> Stated goal: Please write out, exactly as they appear, the lines from the one containing "Tag each instance of the mating" through the final line, including both ends and nothing else.

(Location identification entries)

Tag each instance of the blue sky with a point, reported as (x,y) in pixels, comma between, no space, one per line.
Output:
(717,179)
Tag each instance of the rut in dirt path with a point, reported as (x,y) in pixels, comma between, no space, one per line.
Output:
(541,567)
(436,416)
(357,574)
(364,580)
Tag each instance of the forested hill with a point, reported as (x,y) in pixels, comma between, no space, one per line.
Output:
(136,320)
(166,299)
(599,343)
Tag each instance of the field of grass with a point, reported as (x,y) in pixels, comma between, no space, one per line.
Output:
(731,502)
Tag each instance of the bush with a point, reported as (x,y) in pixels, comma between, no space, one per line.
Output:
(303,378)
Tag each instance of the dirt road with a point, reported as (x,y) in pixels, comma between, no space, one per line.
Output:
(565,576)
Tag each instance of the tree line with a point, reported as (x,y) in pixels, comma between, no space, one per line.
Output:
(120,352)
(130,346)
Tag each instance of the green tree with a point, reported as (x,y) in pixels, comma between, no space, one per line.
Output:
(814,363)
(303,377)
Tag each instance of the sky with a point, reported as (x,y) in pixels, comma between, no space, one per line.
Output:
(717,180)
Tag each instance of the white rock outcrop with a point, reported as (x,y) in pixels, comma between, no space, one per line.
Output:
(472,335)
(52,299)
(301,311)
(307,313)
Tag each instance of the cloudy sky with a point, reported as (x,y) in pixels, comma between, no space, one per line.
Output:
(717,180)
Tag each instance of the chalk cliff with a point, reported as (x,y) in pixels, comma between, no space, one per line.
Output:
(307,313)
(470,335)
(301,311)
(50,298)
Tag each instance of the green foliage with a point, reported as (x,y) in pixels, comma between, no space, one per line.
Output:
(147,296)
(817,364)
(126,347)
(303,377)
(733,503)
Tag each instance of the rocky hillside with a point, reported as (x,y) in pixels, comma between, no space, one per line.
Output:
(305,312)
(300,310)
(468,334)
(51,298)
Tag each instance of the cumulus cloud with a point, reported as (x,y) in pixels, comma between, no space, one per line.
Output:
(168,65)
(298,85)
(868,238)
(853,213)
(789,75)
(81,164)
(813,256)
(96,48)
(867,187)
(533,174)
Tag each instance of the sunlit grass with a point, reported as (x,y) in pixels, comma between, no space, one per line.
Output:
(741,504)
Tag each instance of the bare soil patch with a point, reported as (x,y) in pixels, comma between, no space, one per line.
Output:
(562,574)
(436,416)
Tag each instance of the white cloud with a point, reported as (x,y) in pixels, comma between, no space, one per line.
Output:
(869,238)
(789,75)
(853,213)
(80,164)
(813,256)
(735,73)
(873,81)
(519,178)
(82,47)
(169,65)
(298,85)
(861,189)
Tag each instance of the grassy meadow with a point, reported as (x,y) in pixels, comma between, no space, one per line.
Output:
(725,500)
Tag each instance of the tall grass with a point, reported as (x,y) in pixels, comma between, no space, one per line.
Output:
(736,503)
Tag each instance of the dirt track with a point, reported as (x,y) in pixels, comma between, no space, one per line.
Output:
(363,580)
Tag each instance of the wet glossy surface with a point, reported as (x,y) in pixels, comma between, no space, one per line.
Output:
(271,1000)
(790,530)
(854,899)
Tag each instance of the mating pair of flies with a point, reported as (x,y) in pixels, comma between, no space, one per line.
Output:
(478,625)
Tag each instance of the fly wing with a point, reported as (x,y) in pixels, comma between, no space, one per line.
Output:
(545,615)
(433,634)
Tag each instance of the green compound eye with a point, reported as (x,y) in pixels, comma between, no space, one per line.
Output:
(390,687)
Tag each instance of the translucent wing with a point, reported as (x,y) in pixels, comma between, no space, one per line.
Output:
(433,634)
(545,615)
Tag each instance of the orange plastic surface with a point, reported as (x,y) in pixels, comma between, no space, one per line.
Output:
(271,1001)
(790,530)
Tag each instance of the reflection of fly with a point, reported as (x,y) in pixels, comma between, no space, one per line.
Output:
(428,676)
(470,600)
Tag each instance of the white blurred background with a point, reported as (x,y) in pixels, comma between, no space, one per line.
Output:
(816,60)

> Response:
Tag each instance of the mating pair of flies with a point, reported as (x,y) in pixels, comma between, no space, one per line.
Output:
(478,625)
Tag each instance of the fly wing with a point, reported as (x,y) in pixels, comma between, no space, one per line.
Output:
(545,615)
(433,634)
Tag each instance of the green compound eye with a point, reported as (x,y) in pixels, comma between, no space, one per line.
Output:
(390,687)
Tag each instance of the translucent wing with a point, reported as (x,y) in pixels, comma between, no space, one per line.
Output:
(433,634)
(545,615)
Tag each instance of the orange plastic surface with a point, reported as (x,y) in pixels, comma between, no space, one per line.
Output:
(271,1001)
(790,530)
Tag each instance of the reflection of fly with a point, reported as (x,y) in pixels, comma between, no space, one per line.
Output:
(428,676)
(470,600)
Tag each instance of the white blurred background with a point, reported as (x,y) in pixels, comma between, no space, one per line.
Output:
(816,60)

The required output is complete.